Exercise instructions ▸
Can you quote the lines below exactly, starting at the line with "of the person's" and going through the last one?

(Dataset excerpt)
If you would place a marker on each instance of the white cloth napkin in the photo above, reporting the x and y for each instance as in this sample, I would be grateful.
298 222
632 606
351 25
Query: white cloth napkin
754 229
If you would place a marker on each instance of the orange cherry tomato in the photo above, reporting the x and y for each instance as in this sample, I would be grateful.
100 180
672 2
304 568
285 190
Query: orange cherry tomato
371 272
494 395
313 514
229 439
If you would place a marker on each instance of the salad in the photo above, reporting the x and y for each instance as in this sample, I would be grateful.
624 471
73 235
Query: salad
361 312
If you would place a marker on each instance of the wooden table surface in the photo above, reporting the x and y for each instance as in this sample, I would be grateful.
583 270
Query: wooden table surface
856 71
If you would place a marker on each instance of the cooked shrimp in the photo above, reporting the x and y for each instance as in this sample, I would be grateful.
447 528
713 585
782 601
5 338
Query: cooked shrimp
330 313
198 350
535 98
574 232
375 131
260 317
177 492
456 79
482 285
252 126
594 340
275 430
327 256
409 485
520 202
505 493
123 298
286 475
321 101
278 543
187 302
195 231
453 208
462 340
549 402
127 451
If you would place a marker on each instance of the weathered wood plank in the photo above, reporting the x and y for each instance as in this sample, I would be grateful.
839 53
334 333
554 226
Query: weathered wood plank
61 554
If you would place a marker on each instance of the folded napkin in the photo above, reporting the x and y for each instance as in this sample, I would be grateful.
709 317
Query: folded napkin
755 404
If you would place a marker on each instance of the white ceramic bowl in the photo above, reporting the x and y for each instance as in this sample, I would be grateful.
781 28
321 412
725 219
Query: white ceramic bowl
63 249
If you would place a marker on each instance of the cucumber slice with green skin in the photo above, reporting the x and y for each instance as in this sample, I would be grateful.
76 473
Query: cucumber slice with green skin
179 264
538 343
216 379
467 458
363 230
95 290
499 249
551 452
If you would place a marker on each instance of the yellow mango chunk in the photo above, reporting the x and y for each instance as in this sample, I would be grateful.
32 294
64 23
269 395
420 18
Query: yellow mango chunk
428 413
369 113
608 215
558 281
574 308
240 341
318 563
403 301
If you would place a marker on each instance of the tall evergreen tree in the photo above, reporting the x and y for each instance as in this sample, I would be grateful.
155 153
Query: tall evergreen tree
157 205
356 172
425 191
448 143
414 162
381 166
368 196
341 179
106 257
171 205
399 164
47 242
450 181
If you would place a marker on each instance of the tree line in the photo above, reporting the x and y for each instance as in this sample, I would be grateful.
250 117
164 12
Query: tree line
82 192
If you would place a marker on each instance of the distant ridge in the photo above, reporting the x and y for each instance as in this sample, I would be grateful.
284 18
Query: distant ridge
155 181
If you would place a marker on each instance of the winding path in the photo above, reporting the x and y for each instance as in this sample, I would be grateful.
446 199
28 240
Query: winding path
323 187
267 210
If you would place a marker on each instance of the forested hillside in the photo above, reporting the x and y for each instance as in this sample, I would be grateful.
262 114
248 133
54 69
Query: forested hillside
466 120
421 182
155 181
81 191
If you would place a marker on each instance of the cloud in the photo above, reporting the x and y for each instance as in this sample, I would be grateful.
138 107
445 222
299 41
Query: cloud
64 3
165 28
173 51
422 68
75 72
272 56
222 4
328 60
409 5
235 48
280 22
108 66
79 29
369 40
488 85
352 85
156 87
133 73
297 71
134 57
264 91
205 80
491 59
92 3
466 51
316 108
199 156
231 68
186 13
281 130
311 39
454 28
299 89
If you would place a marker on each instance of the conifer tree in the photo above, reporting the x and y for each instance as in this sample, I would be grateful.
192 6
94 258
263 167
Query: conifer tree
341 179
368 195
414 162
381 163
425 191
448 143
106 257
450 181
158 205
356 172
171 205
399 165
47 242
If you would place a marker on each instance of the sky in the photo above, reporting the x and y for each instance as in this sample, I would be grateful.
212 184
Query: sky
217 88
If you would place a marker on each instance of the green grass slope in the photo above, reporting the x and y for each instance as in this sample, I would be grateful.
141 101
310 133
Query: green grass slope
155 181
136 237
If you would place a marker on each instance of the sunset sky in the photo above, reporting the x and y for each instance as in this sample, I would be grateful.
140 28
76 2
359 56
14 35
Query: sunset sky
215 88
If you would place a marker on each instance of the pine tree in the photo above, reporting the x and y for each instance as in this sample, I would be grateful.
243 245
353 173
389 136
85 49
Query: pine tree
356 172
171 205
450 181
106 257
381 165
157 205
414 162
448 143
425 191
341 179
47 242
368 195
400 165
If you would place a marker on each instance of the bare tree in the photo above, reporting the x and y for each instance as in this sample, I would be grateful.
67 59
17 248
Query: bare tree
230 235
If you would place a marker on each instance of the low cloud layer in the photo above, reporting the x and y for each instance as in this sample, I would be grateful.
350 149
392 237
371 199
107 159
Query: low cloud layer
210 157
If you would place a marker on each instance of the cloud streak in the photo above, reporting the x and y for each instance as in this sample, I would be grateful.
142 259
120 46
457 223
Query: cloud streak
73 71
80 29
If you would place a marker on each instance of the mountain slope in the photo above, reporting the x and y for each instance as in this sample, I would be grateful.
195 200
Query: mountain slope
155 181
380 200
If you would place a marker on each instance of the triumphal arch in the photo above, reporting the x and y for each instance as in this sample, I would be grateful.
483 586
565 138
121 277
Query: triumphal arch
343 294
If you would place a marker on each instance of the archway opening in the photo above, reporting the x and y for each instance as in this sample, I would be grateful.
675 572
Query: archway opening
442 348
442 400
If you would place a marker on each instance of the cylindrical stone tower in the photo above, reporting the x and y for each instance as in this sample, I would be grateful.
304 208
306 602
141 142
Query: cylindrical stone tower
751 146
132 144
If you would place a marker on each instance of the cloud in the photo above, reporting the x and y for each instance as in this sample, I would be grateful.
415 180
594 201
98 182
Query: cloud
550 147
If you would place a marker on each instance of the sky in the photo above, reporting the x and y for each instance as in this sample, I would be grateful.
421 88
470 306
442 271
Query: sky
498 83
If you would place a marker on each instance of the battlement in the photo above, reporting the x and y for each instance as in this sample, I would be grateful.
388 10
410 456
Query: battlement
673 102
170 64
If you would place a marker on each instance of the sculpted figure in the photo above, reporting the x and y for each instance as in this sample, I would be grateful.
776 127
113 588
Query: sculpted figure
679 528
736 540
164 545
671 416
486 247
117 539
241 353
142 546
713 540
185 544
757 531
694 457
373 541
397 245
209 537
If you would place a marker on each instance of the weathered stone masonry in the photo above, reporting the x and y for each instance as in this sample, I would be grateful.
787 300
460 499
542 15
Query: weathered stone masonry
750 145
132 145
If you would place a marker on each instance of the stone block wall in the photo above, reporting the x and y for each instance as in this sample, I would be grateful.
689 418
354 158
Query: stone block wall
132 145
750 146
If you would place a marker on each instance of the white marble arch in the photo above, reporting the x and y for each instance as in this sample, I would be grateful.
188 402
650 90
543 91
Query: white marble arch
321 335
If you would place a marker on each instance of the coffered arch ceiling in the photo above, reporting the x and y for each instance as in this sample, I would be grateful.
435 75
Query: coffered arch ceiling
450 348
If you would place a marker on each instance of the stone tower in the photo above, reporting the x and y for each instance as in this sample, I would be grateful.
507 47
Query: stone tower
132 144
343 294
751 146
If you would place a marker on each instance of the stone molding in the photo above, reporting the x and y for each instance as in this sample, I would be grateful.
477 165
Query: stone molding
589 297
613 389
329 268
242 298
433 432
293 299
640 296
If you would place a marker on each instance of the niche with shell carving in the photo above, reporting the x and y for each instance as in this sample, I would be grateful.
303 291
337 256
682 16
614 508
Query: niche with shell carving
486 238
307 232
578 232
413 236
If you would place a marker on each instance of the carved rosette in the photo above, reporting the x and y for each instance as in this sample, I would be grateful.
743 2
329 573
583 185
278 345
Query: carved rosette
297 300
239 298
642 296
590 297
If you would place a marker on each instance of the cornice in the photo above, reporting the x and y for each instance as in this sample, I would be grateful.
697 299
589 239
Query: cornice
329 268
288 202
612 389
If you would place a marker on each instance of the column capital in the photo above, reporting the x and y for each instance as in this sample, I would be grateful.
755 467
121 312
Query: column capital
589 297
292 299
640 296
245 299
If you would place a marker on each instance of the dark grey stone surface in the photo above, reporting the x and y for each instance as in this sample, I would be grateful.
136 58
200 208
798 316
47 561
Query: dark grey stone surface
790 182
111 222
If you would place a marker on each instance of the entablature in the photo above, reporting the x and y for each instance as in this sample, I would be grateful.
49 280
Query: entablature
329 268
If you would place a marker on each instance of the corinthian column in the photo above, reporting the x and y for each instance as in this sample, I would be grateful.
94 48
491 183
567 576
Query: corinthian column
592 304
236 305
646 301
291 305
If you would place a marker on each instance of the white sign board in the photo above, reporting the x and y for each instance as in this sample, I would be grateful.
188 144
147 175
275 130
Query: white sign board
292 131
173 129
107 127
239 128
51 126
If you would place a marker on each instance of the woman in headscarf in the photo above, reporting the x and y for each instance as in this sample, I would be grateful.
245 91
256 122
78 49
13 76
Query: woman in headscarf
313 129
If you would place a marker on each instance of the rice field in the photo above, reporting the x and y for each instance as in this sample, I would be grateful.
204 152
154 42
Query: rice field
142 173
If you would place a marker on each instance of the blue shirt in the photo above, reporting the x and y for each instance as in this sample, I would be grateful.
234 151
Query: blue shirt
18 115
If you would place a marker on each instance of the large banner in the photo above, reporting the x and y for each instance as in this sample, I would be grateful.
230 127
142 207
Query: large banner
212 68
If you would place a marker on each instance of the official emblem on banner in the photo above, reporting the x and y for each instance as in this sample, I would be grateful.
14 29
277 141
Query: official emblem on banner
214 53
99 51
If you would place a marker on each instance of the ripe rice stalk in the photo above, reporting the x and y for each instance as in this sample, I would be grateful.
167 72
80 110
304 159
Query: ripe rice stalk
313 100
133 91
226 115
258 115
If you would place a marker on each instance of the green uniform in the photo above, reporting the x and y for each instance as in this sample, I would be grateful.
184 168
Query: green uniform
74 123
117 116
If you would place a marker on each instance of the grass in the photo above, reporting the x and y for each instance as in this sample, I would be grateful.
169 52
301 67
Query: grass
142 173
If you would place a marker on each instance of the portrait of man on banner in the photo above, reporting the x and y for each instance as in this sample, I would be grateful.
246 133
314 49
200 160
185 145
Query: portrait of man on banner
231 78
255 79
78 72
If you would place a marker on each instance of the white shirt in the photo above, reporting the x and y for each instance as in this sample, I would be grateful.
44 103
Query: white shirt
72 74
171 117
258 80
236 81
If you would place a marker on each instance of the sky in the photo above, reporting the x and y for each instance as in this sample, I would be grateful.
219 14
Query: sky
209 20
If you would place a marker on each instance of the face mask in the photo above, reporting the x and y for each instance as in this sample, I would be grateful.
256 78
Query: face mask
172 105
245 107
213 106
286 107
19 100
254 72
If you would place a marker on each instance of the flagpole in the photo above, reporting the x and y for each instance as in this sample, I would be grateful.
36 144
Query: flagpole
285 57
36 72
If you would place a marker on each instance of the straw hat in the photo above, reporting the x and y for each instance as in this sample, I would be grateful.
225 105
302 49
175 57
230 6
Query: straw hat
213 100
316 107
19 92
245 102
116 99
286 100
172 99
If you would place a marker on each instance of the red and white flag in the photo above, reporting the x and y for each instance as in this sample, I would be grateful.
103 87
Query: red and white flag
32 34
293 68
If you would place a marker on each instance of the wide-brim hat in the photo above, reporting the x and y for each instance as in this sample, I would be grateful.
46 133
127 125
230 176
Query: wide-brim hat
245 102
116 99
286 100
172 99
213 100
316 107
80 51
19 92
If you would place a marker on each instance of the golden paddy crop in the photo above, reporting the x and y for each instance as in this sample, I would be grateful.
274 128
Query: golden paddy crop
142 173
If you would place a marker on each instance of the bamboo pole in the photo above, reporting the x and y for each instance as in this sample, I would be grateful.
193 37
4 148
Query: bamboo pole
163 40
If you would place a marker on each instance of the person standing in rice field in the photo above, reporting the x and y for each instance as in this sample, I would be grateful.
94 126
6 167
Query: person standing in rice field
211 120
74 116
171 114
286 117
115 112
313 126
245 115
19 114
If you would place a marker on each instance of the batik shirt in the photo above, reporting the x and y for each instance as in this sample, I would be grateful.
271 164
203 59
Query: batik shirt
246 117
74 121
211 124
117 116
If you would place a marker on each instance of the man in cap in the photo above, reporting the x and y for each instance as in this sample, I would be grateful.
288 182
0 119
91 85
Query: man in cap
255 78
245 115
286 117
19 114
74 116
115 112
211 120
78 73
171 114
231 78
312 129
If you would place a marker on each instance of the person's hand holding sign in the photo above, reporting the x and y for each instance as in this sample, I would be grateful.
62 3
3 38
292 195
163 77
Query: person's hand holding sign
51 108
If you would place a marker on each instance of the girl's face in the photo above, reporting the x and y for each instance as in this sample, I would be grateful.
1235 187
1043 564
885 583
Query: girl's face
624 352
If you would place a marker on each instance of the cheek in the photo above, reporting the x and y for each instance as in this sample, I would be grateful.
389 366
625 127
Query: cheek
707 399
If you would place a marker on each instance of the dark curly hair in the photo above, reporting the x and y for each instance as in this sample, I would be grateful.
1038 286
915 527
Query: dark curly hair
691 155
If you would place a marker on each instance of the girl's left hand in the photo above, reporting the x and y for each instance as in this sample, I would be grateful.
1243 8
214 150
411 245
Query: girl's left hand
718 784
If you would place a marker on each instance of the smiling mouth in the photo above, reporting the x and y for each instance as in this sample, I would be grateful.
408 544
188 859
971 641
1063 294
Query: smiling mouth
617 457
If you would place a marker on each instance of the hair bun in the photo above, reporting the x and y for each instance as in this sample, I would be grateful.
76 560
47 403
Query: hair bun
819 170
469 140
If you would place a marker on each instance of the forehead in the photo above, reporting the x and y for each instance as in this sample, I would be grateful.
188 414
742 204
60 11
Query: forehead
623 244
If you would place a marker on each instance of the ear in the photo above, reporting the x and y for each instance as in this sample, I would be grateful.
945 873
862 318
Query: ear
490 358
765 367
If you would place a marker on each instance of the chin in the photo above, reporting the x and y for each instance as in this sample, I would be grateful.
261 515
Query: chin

Exercise result ▸
If you would place a marker on each instance of the person's hand holding sign in the photo above, reporting the x and y for each instance as in this sample, I would be grateful.
62 3
3 38
292 195
163 77
Query: person's hand holding sign
51 108
If you would place a marker on each instance of the girl's face in the photo above, reporting the x and y for each instance as in this sample, I would be grateful.
1235 187
1043 564
885 583
Query: girl's face
624 352
If you would place a marker on each instance of the cheek in the photo above, reporting the x and y for each instance as in this sample, I would be grateful.
389 366
625 127
Query: cheek
707 399
If you would place a marker on each instance of the dark curly hair in the photo above, reporting the x and y for each instance as in this sample, I would be grateful.
1038 286
915 527
Query: dark curly hair
691 155
If you would place a marker on each instance of the girl's left hand in the photo above, reporting the x and y for each instance as in this sample, I would be grateful.
1243 8
214 150
411 245
Query: girl's left hand
718 784
If you would place a marker on each instance of the smiling mouth in the photo above, reporting the x and y for each instance as in this sample, I would be grateful.
408 544
188 859
971 641
1063 294
Query: smiling mouth
617 457
If you would place a marker on each instance of the hair bun in the photo above, reporting the x and y for each instance as in this sample, I would be grateful.
76 560
47 403
Query: hair bun
819 170
469 140
If you would place a marker on each instance of the forehead in the photo above, reporting the x and y for each instance as in this sample, I would be grateful.
188 414
742 204
60 11
Query: forehead
623 244
If you would place a marker on each instance of the ear in the photo above, reporting the x and y for each instance as in this sample, I would be grateful.
945 873
862 318
Query: ear
490 358
765 367
If you would place a marker on each instance of the chin in the photo above, reporting the x and y for each instance as in this sample, I would be grateful.
261 515
Query: chin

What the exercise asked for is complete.